**Lesetext**:
§ §
Besucherzahlen in den Filmtheatern lassen sich fast von der Wetterkarte ablesen.

Restaurant "Zur alten Filmkiste" im Ostseeheilbad Zingst © BAF


Die Sommerferien in unserer Region gehen zu Ende, die Urlauber kehren langsam zurück und verstopfen ab Montag wieder die Straßen in der Hauptstadt Berlin. Auch wir waren übers Wochenende verreist und haben den Ostseestrand an der 45 Kilometer langen Halbinsel Fischland-Darß-Zingst aufgesucht.

Bei wunderschönem, fast windstillem Wetter aalten sich dort tausende Besucher in der Sonne. Dabei fiel uns eines auf: Es gibt in Zingst kein Kino mehr. Vieles wurde abgerissen und durch Neubauten ersetzt. Das etwas versteckt liegende Restaurant "FILMKISTE", eine Reminiszenz der jetzigen Inhaberin an ihren Großvater, der einst Trickfilmer war, ist eine der wenigen Erinnerungen an alte Zeiten, als die Bilder noch das Laufen lernten.

Mondsichel im Sonnenuntergang an der Ostsee © BAF


Das Erlebnis des abendlichen Sonnenuntergangs, den Hunderte von Zuschauern auf der Seebrücke von Zingst an diesem Abend gemeinsam bewundern, muss als Ersatzbild genügen.
§ §
**Eine Reihe von Daten**:

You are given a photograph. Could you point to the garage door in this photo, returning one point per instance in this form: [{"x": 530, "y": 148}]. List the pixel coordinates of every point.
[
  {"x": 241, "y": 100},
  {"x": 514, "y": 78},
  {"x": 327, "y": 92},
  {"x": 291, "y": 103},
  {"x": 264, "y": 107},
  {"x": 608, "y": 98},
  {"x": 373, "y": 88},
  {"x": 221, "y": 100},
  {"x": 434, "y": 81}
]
§ §
**Schriftliche Aufgabe 1**:
Prüfe, ob diese Aussagen zum Text über den Ausflug nach Zingst stimmen: (a) Die Halbinsel Fischland-Darß-Zingst ist 45 Kilometer lang. (b) In Zingst gibt es noch ein Kino. (c) Der Großvater der Restaurantinhaberin war Trickfilmer. Antworte jeweils mit Ja oder Nein und zitiere die entscheidenden Worte des Textes wörtlich.
**Schriftliche Aufgabe 2**:
Schreibe den Text über den Ausflug nach Zingst nach seinem letzten Satz weiter.

**Erwartete Antwort 1**:
(a) Ja: „an der 45 Kilometer langen Halbinsel Fischland-Darß-Zingst“
(b) Nein: „Es gibt in Zingst kein Kino mehr.“
(c) Ja: „an ihren Großvater, der einst Trickfilmer war“

**Erwartete Antwort 2**:
Allerdings gab es vor einigen Jahren im Nachbarort von Zingst, dem ca. 8km entfernt liegendem Ostseebad Prerow, wenigstens noch zur Urlaubszeit neben einem mobilen Zirkus ein temporäres Open-Air-Kino. Übrig geblieben ist davon nur der Kindersommer mit Vorführungen von Märchenfilmen für die "LÜTTEN" im Kulturkaten Kiek In, das der abendlichen Unterhaltung für die 'Kleinen' dient und recht gut besucht sein soll.

Mit dem 1998 renovierten Cinema Prerow, einem seit 1956 bestehendem alten Kino, das vormals ein Tanzsaal war, existiert zudem ein moderner Kinosaal, der auch in digitaler Projektion 3D-Filme zeigen kann.

Außerdem gibt es jeweils Anfang Oktober ein jährliches Naturfilmfestival in verschiedenen Location auf dem Darß. Spielorte sind neben Born und Wieck, das Ostseebad Prerow, das Ostseeheilbad Zingst sowie das Ozeaneum in Stralsund – Europas Museum des Jahres 2010.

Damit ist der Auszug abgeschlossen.